▸ Problem to work on
Count the lines in the records below that contain the string "stump". Reply with the number only.

[BEGIN Material provided]

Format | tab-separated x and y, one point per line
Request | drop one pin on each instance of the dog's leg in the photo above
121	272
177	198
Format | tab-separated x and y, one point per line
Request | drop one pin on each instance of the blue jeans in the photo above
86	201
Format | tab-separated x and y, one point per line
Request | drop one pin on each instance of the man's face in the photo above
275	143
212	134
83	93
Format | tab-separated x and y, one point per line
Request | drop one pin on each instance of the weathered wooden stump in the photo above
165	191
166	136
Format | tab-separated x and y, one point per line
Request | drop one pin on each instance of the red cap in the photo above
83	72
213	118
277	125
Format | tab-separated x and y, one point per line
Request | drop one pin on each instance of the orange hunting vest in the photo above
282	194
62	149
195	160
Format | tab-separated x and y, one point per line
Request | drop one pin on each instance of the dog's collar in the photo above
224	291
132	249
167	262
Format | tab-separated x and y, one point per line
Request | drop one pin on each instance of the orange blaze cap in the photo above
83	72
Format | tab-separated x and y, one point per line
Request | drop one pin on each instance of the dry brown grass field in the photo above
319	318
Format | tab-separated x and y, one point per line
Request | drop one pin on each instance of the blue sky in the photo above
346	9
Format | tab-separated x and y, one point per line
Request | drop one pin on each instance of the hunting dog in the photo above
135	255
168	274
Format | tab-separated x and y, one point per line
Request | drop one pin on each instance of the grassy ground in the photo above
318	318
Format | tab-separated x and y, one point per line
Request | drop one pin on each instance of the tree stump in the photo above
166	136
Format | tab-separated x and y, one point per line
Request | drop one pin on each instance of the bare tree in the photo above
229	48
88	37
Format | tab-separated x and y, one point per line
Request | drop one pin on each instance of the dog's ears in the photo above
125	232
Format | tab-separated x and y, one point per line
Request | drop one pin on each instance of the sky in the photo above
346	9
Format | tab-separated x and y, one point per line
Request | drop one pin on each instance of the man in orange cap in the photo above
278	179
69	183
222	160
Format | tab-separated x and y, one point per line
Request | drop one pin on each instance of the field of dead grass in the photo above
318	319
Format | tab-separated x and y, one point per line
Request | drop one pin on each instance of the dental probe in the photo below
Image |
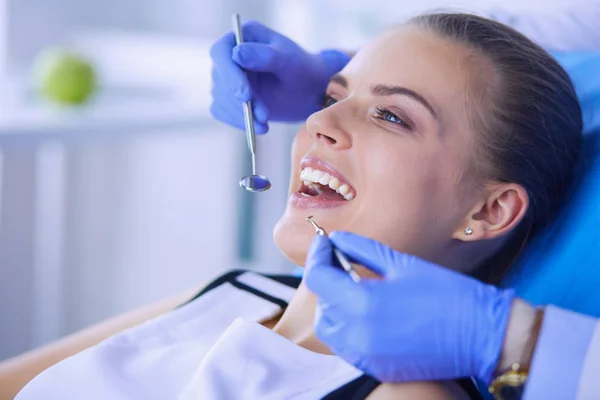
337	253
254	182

[END Material provided]
[BEGIN Material provided]

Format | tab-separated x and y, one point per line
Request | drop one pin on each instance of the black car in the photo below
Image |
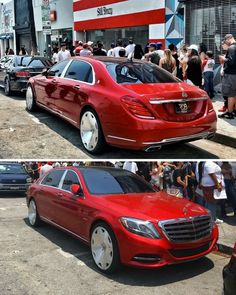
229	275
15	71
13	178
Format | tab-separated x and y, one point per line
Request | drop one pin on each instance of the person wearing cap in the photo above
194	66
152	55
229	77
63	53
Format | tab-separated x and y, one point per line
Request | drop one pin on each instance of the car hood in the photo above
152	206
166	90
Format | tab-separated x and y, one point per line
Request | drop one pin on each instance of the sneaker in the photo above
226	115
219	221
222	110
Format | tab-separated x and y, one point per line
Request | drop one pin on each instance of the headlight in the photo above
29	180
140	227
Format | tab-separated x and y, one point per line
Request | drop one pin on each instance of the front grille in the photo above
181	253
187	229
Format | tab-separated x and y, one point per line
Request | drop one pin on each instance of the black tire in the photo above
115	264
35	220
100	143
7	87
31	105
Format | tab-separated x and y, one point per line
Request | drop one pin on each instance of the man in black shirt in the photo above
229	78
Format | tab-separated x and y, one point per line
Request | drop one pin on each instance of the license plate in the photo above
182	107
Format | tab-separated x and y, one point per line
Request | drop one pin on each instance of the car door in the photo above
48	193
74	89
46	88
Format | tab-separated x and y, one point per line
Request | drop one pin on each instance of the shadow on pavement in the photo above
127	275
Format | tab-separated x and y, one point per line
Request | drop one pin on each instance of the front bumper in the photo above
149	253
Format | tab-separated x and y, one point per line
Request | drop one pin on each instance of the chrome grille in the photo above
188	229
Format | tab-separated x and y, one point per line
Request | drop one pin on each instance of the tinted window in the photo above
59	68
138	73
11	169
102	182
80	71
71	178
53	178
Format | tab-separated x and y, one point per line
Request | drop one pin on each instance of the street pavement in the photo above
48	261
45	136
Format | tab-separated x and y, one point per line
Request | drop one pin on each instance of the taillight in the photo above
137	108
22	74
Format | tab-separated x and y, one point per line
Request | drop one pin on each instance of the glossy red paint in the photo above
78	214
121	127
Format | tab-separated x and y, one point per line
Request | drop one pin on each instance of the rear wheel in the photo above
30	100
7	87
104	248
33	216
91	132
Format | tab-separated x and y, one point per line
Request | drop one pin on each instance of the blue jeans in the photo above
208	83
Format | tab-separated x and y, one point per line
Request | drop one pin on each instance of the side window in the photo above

[END Material provided]

▸ Result of this exercise
2